作業内容 A:
銀行再編についての文章で、23/3期の純利益が示されている会社とその金額をすべて挙げてください。

提示文:
▼

その結果、過去の銀行大再編の際に、三菱銀行は、ちゃんと三菱信託銀行を取り込んで経営統合できたのに対し、当時の三井住友銀行と住友信託銀行(その後、三井住友信託銀行に)は、別々の金融グループとなりました。
しかし、当たり前ですが、本来は、銀行と信託銀行は同じグループで経営する方が効率的ですし、シナジー効果もあります。信託業務の顧客は富裕層が多いですし。
(三井住友FGは自前のSMBC信託銀行を持ってますが小規模)
この点、メガバンク首位の三菱UFJフィナンシャルグループ(傘下に三菱UFJ信託銀行を持つ)との差が出ていると考えられます。
23/3期の純利益
・三菱UFJFG :1兆1,164億円
・三井住友FG :8,058億円
・三井住友トラストHD:1,910億円
⇒三井住友2社を単純合計すると純利益1兆円、これに両社統合のシナジー効果を合わせれば、三菱UFJと並ぶ・追い抜く可能性があります
(三菱UFJは、出資している持分法適用会社の米国モルガンスタンレーの損益影響を大きく受けるという個別事情もありますが。)

▲

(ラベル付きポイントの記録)
▼

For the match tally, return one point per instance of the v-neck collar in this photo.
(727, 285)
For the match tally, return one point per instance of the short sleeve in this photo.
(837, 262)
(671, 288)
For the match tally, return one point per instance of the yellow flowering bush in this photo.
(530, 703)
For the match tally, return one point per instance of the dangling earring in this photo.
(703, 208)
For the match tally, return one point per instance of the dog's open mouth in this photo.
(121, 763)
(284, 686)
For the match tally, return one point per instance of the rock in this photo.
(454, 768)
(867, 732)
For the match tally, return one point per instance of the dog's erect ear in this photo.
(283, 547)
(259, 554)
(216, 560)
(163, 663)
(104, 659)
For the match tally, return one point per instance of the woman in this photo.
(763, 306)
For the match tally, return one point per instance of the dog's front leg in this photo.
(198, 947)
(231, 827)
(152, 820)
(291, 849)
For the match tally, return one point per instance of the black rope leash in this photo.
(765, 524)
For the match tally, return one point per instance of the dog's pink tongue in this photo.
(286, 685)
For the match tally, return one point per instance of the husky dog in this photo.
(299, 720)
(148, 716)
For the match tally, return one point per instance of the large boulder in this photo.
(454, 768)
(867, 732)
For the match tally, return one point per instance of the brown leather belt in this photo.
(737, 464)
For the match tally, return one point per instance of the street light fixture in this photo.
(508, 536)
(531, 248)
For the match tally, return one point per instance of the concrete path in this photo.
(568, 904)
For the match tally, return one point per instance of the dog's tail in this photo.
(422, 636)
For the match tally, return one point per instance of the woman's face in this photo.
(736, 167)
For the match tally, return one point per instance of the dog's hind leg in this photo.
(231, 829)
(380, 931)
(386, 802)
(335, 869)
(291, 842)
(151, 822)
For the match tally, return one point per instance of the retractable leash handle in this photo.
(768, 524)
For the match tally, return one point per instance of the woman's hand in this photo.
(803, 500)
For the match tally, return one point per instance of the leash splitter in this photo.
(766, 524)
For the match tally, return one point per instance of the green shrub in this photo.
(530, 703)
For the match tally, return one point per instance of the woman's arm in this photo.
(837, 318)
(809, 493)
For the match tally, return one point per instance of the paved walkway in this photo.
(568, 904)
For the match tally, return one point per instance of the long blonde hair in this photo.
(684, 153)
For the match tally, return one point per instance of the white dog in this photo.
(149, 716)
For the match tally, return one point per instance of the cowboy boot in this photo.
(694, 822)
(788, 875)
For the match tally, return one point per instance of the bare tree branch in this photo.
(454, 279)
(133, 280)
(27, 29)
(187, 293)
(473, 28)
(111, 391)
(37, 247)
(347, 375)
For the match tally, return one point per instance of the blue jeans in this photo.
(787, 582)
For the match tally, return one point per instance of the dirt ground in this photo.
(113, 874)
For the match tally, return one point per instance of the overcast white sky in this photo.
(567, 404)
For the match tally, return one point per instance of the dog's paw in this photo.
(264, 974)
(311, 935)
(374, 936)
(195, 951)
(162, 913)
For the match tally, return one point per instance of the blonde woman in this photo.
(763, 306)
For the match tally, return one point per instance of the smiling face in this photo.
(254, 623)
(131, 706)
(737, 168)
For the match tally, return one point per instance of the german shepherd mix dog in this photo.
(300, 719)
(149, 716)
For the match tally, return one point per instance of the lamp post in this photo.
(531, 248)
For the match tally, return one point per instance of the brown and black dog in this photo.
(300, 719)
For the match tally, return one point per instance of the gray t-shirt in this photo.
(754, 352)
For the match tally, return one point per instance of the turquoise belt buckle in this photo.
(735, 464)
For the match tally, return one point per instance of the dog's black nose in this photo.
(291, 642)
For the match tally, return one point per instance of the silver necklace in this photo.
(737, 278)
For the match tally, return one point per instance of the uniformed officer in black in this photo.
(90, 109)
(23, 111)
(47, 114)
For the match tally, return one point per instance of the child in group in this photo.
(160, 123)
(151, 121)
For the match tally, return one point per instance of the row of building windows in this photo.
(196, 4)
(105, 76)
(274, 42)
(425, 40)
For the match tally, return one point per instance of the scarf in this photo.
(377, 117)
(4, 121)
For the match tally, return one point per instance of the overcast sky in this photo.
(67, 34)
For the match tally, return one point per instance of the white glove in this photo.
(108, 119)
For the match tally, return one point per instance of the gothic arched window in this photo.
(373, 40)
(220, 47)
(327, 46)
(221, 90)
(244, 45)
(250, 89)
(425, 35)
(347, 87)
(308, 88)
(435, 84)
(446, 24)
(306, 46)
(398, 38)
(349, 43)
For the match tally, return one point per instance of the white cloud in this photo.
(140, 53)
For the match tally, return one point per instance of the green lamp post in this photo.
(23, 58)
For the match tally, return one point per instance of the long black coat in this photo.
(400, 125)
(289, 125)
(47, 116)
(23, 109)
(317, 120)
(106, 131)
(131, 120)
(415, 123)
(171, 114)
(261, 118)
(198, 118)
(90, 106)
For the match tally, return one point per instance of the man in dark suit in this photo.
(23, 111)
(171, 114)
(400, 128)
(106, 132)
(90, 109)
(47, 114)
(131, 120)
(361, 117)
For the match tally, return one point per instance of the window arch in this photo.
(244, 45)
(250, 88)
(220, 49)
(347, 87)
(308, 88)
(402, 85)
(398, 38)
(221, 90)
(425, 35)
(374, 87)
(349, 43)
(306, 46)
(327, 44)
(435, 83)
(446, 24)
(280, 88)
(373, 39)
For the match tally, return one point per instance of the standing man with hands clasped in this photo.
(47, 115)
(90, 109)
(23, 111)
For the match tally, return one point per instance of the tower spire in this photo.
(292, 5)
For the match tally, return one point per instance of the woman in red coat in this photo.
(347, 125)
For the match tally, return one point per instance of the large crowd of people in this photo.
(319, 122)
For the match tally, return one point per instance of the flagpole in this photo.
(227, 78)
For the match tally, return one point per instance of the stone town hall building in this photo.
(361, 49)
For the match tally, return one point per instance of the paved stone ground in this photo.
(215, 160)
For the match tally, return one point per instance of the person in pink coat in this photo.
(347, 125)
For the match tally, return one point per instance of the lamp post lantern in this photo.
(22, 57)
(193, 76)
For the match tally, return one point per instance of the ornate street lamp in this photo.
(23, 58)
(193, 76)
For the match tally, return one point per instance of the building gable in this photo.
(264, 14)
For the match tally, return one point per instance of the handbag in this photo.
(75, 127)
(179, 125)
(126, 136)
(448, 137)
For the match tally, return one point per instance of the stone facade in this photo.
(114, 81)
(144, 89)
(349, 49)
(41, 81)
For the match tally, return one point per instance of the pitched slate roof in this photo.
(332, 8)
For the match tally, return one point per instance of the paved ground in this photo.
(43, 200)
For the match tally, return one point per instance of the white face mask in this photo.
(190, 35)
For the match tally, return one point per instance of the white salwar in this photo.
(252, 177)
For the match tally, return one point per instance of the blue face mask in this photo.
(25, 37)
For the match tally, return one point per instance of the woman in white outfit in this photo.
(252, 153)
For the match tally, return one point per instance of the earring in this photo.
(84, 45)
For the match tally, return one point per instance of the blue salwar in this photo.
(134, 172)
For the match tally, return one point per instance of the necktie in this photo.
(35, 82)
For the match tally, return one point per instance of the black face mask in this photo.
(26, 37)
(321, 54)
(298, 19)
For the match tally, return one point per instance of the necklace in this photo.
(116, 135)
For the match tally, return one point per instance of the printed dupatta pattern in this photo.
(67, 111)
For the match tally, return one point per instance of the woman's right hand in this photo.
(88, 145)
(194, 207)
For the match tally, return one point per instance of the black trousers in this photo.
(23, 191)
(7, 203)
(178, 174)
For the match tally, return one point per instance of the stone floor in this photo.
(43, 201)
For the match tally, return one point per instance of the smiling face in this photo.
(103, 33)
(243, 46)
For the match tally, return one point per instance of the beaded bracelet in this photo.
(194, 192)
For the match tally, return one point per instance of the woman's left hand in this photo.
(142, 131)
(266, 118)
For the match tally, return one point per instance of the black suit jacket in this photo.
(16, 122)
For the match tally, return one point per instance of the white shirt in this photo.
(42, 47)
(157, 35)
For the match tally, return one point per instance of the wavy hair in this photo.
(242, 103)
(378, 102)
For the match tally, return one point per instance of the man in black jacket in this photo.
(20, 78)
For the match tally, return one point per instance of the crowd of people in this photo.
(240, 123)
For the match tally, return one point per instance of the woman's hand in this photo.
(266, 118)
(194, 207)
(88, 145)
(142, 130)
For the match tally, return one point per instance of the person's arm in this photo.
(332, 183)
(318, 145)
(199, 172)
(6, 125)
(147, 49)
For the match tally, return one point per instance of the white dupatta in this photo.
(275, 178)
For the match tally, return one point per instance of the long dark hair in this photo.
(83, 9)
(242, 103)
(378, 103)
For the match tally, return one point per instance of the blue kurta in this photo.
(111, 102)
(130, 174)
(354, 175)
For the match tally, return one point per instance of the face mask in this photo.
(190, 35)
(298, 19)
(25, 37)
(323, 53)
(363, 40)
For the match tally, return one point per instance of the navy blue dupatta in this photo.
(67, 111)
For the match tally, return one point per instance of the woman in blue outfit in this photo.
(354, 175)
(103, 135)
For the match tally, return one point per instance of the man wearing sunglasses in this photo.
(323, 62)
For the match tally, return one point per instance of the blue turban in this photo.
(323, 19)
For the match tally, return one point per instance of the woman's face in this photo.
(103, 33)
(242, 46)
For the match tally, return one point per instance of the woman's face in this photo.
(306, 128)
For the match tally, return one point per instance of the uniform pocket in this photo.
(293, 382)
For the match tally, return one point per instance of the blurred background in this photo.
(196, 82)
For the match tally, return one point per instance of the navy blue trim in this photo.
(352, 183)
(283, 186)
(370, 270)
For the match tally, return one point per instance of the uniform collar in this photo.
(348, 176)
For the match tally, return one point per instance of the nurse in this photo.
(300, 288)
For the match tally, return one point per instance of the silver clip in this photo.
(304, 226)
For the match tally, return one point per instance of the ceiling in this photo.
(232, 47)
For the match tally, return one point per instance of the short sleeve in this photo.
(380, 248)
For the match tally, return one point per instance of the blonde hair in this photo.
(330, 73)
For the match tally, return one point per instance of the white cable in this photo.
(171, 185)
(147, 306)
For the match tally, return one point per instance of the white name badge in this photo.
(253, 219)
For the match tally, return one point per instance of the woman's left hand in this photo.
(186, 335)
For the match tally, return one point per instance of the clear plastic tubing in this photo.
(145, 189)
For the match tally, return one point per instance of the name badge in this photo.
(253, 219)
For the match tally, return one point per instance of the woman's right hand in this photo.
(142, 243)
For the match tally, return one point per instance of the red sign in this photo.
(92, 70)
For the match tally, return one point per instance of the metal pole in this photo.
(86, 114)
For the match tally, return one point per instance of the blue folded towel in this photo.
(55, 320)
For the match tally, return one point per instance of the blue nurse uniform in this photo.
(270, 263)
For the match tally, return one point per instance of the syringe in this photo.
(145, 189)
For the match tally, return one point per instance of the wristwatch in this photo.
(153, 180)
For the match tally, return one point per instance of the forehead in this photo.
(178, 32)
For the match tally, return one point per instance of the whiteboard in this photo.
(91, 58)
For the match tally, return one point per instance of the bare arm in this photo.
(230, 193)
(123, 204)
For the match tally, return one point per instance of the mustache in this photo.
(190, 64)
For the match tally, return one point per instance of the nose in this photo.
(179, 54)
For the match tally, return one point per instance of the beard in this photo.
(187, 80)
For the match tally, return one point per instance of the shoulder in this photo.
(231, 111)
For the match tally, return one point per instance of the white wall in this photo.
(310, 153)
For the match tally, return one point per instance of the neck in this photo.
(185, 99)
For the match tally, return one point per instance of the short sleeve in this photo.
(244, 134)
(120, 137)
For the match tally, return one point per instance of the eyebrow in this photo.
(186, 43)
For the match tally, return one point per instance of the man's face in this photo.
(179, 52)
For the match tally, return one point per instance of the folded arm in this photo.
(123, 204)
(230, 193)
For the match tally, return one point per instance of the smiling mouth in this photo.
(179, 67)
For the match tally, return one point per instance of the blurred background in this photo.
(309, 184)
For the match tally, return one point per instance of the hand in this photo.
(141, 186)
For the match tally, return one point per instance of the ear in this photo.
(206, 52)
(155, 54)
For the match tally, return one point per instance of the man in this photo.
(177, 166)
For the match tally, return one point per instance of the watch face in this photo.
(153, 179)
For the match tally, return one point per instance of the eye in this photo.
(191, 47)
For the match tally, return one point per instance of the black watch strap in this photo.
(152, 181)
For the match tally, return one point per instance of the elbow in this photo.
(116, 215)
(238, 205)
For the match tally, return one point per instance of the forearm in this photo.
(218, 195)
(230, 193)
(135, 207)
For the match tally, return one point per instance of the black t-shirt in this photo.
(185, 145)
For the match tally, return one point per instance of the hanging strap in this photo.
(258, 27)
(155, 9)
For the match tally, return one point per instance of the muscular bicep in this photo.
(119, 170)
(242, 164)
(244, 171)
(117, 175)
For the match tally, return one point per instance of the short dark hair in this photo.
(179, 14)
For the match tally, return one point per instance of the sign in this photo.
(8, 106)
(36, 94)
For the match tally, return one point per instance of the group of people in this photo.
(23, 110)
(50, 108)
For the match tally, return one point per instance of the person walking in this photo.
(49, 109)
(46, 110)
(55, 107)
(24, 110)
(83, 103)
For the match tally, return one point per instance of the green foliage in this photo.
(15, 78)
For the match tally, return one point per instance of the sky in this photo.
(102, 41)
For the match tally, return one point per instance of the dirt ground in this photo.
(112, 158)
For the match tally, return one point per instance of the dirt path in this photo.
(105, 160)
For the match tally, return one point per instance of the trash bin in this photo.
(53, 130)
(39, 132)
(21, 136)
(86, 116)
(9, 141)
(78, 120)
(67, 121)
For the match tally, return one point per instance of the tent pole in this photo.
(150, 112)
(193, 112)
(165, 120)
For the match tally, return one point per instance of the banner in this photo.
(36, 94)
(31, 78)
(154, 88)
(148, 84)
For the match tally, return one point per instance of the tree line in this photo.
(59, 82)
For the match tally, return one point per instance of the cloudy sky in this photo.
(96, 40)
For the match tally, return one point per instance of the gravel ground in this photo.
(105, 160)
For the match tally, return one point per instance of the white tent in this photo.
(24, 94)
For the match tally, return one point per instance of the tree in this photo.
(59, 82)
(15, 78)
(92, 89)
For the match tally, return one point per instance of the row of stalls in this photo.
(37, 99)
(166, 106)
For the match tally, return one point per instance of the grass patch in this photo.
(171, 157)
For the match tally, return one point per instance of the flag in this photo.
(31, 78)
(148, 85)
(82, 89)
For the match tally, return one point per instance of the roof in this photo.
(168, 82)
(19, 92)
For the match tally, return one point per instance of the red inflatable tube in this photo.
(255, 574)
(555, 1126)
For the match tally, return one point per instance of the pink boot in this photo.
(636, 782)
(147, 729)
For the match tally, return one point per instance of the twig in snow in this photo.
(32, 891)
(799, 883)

▲

作業内容 B:
「street」という文字列を含むエントリの行を、すべてそのまま抜き出してください。大文字と小文字は区別します。

作業結果 A:
・三菱UFJFG:1兆1,164億円
・三井住友FG:8,058億円
・三井住友トラストHD:1,910億円

作業結果 B:
For the match tally, return one point per instance of the street light fixture in this photo.
For the match tally, return one point per instance of the ornate street lamp in this photo.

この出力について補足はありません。